■ LEESTEKST ■

ECLI:NL:OGEAA:2022:539

Gerecht in Eerste Aanleg van Aruba

Datum uitspraak
24 augustus 2022
Publicatiedatum
11 oktober 2023
Zaaknummer
AUA202101632
Instantie
Gerecht in Eerste Aanleg van Aruba
Type
Uitspraak
Rechtsgebied
Civiel recht
Procedures
  • Eerste aanleg - enkelvoudig
Vindplaatsen
  • Rechtspraak.nl
AI samenvatting door LexboostAutomatisch gegenereerd

Vonnis inzake gebruiksvergoeding en nalatenschap met betrekking tot een auto

In deze zaak, uitgesproken door het Gerecht in Eerste Aanleg van Aruba op 24 augustus 2022, staat de eigendom van een auto centraal die toebehoorde aan de overleden erflater. De eiseres, die optreedt als wettelijk vertegenwoordiger van haar minderjarige kind, vordert de afgifte van de auto van de gedaagde, die een relatie had met de erflater. De eiseres stelt dat de auto tot de nalatenschap van de erflater behoort en dat zij als erfgenaam recht heeft op de afgifte ervan. De gedaagde betwist dit en claimt dat zij de eigenaar van de auto is, omdat zij de aankoop en invoer heeft gefinancierd. De procedure omvat verschillende conclusies en producties, waarbij de rechter de feiten en stellingen van beide partijen heeft beoordeeld.

■ SCHRIFTELIJKE OPDRACHT 1 ■
Vertaal deze zin uit de leestekst over de auto uit de nalatenschap in het Engels: "De gedaagde betwist dit en claimt dat zij de eigenaar van de auto is, omdat zij de aankoop en invoer heeft gefinancierd."
■ SCHRIFTELIJKE OPDRACHT 2 ■
Schrijf de leestekst over de auto uit de nalatenschap verder, te beginnen na de laatste zin.

■ VASTGELEGDE GEGEVENS ■

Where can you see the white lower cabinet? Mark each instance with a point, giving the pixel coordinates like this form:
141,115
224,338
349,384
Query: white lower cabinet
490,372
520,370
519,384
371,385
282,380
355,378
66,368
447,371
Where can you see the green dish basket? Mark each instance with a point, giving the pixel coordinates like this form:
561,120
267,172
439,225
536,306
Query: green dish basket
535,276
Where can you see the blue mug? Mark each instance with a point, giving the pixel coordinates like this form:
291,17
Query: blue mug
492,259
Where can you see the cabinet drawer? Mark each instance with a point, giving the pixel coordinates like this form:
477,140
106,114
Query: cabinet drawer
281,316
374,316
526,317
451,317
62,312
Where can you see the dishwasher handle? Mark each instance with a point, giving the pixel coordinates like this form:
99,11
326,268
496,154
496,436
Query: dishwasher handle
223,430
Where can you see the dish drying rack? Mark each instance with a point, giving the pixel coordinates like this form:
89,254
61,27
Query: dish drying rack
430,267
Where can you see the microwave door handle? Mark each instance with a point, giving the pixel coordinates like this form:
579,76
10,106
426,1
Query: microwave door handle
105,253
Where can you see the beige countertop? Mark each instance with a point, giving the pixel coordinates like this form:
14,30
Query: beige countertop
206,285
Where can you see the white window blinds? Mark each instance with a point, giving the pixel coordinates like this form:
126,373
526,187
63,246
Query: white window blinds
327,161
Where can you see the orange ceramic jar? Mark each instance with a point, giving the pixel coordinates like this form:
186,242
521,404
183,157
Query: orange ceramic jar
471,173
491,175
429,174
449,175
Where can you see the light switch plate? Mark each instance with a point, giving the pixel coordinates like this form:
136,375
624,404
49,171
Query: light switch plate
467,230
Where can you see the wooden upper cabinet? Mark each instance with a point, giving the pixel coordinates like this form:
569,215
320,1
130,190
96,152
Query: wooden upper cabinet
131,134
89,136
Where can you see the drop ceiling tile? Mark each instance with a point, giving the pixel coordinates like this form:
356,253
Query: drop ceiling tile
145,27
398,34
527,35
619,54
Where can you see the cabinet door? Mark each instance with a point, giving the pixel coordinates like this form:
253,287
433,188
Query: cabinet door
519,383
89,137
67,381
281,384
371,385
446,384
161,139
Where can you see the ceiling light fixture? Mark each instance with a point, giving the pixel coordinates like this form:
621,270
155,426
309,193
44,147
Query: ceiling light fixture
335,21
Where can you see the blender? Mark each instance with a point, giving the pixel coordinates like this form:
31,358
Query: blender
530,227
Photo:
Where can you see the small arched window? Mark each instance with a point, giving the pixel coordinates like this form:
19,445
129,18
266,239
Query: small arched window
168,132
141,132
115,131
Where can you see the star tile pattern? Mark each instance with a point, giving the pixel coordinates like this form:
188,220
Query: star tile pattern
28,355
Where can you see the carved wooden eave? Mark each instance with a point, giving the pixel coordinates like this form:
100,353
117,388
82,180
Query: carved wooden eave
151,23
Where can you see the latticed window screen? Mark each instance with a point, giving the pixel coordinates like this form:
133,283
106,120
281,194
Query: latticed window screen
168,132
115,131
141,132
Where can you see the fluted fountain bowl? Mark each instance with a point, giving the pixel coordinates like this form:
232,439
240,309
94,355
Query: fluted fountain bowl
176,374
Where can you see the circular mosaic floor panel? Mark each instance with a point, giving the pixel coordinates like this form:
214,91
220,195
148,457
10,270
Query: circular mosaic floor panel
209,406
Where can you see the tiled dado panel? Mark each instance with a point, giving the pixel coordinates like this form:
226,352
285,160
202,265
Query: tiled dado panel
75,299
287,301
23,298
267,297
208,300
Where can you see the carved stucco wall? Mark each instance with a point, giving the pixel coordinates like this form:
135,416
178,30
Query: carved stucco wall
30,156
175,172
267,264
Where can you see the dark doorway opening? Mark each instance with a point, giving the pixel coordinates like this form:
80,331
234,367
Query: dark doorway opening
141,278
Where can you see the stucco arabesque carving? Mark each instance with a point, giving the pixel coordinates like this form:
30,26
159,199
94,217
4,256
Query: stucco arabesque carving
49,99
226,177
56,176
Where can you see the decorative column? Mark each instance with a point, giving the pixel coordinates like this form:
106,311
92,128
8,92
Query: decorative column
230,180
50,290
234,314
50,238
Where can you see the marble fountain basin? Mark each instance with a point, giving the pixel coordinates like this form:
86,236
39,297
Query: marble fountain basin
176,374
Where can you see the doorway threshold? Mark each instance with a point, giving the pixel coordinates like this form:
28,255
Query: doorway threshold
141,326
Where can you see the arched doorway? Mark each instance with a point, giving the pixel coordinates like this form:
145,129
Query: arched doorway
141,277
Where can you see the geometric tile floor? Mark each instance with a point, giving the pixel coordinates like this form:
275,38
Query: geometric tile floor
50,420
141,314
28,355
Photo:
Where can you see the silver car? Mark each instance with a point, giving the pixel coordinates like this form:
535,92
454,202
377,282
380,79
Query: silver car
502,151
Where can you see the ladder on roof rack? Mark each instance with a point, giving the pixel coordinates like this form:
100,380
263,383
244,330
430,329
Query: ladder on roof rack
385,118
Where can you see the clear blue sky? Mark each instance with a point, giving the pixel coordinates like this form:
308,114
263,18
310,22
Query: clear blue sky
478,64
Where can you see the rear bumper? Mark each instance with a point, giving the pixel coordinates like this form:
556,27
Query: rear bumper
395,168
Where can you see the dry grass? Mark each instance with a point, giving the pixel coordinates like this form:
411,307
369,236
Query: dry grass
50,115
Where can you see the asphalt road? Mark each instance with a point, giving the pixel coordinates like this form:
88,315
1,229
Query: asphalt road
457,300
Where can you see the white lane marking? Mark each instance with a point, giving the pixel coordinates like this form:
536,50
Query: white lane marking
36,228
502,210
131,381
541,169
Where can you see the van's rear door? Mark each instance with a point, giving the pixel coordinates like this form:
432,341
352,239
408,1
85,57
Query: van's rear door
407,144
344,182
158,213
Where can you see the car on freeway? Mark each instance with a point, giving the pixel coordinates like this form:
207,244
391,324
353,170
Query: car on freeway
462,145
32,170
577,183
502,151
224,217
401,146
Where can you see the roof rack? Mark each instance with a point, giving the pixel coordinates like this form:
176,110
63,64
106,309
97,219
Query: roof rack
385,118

■ ANTWOORD OPDRACHT 1 ■
The defendant disputes this and claims that she is the owner of the car, because she financed its purchase and import.

■ ANTWOORD OPDRACHT 2 ■
De rechter oordeelt dat de auto op naam van de erflater staat en dat de eiseres voldoende bewijs heeft geleverd dat de erflater de eigenaar was. De gedaagde heeft niet overtuigend aangetoond dat zij de auto heeft gekocht, ondanks dat de facturen op haar naam staan. De rechter concludeert dat de gedaagde de auto moet afgeven aan de eiseres en dat zij een gebruiksvergoeding verschuldigd is voor de periode dat de auto niet is afgegeven. De vorderingen van de eiseres worden toegewezen, terwijl de vorderingen van de gedaagde worden afgewezen. De gedaagde wordt ook veroordeeld in de proceskosten.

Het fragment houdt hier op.